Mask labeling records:
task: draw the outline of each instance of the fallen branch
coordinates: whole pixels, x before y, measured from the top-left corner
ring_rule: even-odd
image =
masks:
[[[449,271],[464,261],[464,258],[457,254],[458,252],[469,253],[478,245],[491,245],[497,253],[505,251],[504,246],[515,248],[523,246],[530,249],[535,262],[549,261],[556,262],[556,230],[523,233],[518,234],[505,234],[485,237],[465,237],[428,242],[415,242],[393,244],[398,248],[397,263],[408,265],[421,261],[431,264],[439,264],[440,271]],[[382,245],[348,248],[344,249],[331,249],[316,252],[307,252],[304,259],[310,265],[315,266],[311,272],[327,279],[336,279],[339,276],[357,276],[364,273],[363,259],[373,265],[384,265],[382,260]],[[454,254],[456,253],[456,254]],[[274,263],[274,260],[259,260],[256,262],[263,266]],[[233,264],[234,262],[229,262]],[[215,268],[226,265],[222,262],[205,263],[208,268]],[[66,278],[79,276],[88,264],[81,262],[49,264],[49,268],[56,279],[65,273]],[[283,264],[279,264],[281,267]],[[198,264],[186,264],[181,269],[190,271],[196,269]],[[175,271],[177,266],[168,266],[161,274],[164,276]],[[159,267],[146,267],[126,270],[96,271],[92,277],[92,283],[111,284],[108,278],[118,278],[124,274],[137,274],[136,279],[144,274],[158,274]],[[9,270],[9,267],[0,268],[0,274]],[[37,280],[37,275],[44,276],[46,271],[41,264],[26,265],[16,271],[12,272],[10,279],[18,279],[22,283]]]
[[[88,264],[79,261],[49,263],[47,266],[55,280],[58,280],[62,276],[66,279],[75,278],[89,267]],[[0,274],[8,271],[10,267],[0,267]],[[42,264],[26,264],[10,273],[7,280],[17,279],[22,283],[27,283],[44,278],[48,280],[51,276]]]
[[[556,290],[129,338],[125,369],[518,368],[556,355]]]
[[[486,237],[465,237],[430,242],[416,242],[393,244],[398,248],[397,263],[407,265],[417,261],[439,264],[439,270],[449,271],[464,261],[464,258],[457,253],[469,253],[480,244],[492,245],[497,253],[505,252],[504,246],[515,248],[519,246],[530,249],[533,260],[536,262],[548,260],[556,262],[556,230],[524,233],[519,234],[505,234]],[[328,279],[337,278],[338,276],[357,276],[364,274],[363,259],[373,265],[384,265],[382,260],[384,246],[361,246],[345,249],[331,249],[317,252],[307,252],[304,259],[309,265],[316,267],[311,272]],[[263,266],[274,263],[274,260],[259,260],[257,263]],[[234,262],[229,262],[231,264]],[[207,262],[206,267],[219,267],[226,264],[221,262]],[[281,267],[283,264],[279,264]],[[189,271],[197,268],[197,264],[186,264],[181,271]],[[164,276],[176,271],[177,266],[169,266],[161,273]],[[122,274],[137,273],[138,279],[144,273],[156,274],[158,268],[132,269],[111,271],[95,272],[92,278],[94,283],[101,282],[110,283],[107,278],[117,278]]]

- _What you have to do_
Edit the records from their first line through the line containing "[[[556,290],[129,338],[125,369],[518,368],[556,355]]]", replacing "fallen branch" with "broken branch" and leaving everything else unchanged. Return only those lines.

- _Answer_
task: draw the outline of each instance of the broken branch
coordinates: whole pixels, x before y, measured from the top-left corner
ring_rule: even-odd
image =
masks:
[[[449,271],[464,261],[464,258],[457,254],[458,252],[469,253],[478,245],[491,245],[497,253],[505,251],[504,246],[515,248],[523,246],[530,249],[535,262],[549,261],[556,262],[556,230],[523,233],[518,234],[505,234],[485,237],[465,237],[428,242],[415,242],[393,244],[398,248],[397,263],[408,265],[421,261],[431,264],[439,264],[440,271]],[[382,245],[348,248],[344,249],[331,249],[316,252],[307,252],[304,259],[310,265],[315,266],[311,272],[327,279],[336,279],[339,276],[357,276],[364,273],[363,259],[373,265],[384,265],[382,260]],[[454,254],[456,253],[456,254]],[[274,263],[274,260],[259,260],[256,262],[263,266]],[[233,264],[234,262],[229,262]],[[215,268],[226,265],[222,262],[205,263],[208,268]],[[66,278],[79,276],[88,264],[81,262],[49,264],[49,268],[56,279],[65,273]],[[283,264],[279,264],[281,267]],[[198,264],[186,264],[181,269],[190,271],[196,269]],[[175,271],[177,266],[168,266],[161,274],[164,276]],[[159,267],[146,267],[126,270],[96,271],[92,277],[92,283],[111,284],[108,278],[118,278],[124,274],[137,274],[136,279],[144,274],[158,274]],[[9,270],[9,267],[0,268],[0,274]],[[37,280],[37,275],[44,276],[46,271],[41,264],[26,265],[16,271],[12,272],[10,279],[18,279],[22,283]]]
[[[88,264],[79,261],[49,263],[47,266],[55,280],[58,280],[62,276],[66,279],[75,278],[89,267]],[[0,274],[8,271],[10,267],[0,267]],[[42,264],[26,264],[10,273],[7,280],[17,279],[22,283],[27,283],[44,278],[48,280],[51,276]]]
[[[556,290],[129,338],[125,369],[518,368],[556,355]]]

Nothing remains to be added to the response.